How to make green tea:
Green tea should be brewed with lower temperature water, any-where from 70-85 degree celsius. The higher the tea quality, the lower the temperature. The water can be poured over the leaves many times, at first for only 20-30 seconds then completely poured off; each time leave the warm water on a little longer until no colour comes off the brew. 


White Tea

White Tea is the least processed form of tea. It has the highest antioxidant levels. Studies shows that white tea thins the blood and improve artery function. It helps lower high blood pressure. Catechins, another group of antioxidants, have been found to reduce cholesterol, and white tea is teeming with them.
How to make white tea:
The water used in brewing white tea is incredibly important. Water at room temperature or lukewarm water can be used. Denser than other teas, white tea needs more leaves than one requires to make green tea.



Black or Orange Pekoe Tea

Black or orange pekoe tea is brewed with medium boiling water. It is best not to leave hot water sitting on the leaves.
How to make black or orange pekoe tea:
Brew for 4-5 minutes and then pour all the water, otherwise the brew can go bitter.
the tea has cooling qualities and is best for hot weather. It is used to quench thirst, treat all types of fever as well as to help improve clarity of mind.


Pu'er, Brick or Cake Tea

Pu'er, brick or cake tea is the only tea that greatly improves with age (like wine). It is one of the earliest forms of Chinese teas, and is particularly good for digestion, when it comes to oily or greasy foods. It is the perfect after dinner tea. This tea is internally fermented as the brick of teas dries naturally without external heat. It is important to store it in a well-ventilated dark, dry area away from other spices and foods with strong scents.

----

• Task 1
Could you output the part of the tea passage between "How to make black" and "with strong scents.", inclusive?
The tea passage and the records have nothing to do with each other.

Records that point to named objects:
----

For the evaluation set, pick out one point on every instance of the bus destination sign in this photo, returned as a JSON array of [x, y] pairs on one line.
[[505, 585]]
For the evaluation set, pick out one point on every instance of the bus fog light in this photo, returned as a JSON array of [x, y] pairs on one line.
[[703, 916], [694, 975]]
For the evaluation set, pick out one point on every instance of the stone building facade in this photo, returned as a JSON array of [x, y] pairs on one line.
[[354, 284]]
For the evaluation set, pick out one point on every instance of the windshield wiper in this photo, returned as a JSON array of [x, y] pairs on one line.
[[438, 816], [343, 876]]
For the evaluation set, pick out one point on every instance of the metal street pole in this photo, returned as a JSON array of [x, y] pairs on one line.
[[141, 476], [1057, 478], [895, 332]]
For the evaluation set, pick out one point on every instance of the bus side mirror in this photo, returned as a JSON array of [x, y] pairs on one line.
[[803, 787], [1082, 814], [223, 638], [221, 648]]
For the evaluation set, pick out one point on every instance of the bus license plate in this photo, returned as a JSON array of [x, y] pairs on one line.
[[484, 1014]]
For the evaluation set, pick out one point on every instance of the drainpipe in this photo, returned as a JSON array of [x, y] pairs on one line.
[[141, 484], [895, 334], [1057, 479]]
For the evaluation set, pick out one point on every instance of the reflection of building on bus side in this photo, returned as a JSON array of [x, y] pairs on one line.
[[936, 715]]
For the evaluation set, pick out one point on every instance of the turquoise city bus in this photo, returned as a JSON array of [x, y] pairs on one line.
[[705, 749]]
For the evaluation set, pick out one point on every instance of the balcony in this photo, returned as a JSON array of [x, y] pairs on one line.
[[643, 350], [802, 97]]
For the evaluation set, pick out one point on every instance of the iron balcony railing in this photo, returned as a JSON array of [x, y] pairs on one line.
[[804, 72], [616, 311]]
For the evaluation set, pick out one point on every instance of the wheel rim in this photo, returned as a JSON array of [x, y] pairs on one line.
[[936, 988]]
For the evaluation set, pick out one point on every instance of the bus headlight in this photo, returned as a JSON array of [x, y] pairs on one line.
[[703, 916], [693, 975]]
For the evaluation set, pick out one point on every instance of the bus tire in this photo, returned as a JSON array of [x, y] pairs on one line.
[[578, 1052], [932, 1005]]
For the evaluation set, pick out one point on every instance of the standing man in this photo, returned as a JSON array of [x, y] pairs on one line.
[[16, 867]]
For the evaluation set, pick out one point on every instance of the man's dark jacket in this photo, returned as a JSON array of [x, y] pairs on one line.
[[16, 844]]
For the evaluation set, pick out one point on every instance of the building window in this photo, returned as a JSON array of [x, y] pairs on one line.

----

• Task 2
Can you format the records, from their first line through the line holding "[[705, 749]]", inclusive, as a JSON list of strings with one string per line and blank lines left out?

• Worked solution 1
How to make black or orange pekoe tea:
Brew for 4-5 minutes and then pour all the water, otherwise the brew can go bitter.
the tea has cooling qualities and is best for hot weather. It is used to quench thirst, treat all types of fever as well as to help improve clarity of mind.


Pu'er, Brick or Cake Tea

Pu'er, brick or cake tea is the only tea that greatly improves with age (like wine). It is one of the earliest forms of Chinese teas, and is particularly good for digestion, when it comes to oily or greasy foods. It is the perfect after dinner tea. This tea is internally fermented as the brick of teas dries naturally without external heat. It is important to store it in a well-ventilated dark, dry area away from other spices and foods with strong scents.

• Worked solution 2
[
  "For the evaluation set, pick out one point on every instance of the bus destination sign in this photo, returned as a JSON array of [x, y] pairs on one line.",
  "[[505, 585]]",
  "For the evaluation set, pick out one point on every instance of the bus fog light in this photo, returned as a JSON array of [x, y] pairs on one line.",
  "[[703, 916], [694, 975]]",
  "For the evaluation set, pick out one point on every instance of the stone building facade in this photo, returned as a JSON array of [x, y] pairs on one line.",
  "[[354, 284]]",
  "For the evaluation set, pick out one point on every instance of the windshield wiper in this photo, returned as a JSON array of [x, y] pairs on one line.",
  "[[438, 816], [343, 876]]",
  "For the evaluation set, pick out one point on every instance of the metal street pole in this photo, returned as a JSON array of [x, y] pairs on one line.",
  "[[141, 476], [1057, 478], [895, 332]]",
  "For the evaluation set, pick out one point on every instance of the bus side mirror in this photo, returned as a JSON array of [x, y] pairs on one line.",
  "[[803, 787], [1082, 814], [223, 638], [221, 648]]",
  "For the evaluation set, pick out one point on every instance of the bus license plate in this photo, returned as a JSON array of [x, y] pairs on one line.",
  "[[484, 1014]]",
  "For the evaluation set, pick out one point on every instance of the drainpipe in this photo, returned as a JSON array of [x, y] pairs on one line.",
  "[[141, 484], [895, 334], [1057, 479]]",
  "For the evaluation set, pick out one point on every instance of the reflection of building on bus side in this photo, returned as a JSON array of [x, y] pairs on one line.",
  "[[936, 715]]",
  "For the evaluation set, pick out one point on every instance of the turquoise city bus in this photo, returned as a JSON array of [x, y] pairs on one line.",
  "[[705, 749]]"
]